DATA PROVIDED =>
__________

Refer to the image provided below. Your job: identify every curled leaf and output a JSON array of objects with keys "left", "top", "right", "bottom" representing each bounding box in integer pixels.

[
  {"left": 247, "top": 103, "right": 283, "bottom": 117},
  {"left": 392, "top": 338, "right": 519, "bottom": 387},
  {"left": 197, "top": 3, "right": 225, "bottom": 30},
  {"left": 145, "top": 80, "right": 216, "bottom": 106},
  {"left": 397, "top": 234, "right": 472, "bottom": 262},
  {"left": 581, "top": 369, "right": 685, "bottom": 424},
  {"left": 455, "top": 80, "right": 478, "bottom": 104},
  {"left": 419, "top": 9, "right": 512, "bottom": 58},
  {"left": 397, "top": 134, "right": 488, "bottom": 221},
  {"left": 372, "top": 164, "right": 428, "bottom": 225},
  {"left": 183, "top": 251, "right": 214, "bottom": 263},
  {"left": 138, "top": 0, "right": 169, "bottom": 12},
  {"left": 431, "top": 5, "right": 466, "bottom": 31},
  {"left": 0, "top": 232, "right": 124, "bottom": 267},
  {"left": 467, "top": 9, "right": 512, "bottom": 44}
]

__________

Find each line in the material above that contains the word "with", and copy those lines in full.

Refer to the image provided below. Your job: identify every curled leaf and output a JSON array of objects with keys "left", "top", "right", "bottom" representing each bounding box in integer pixels.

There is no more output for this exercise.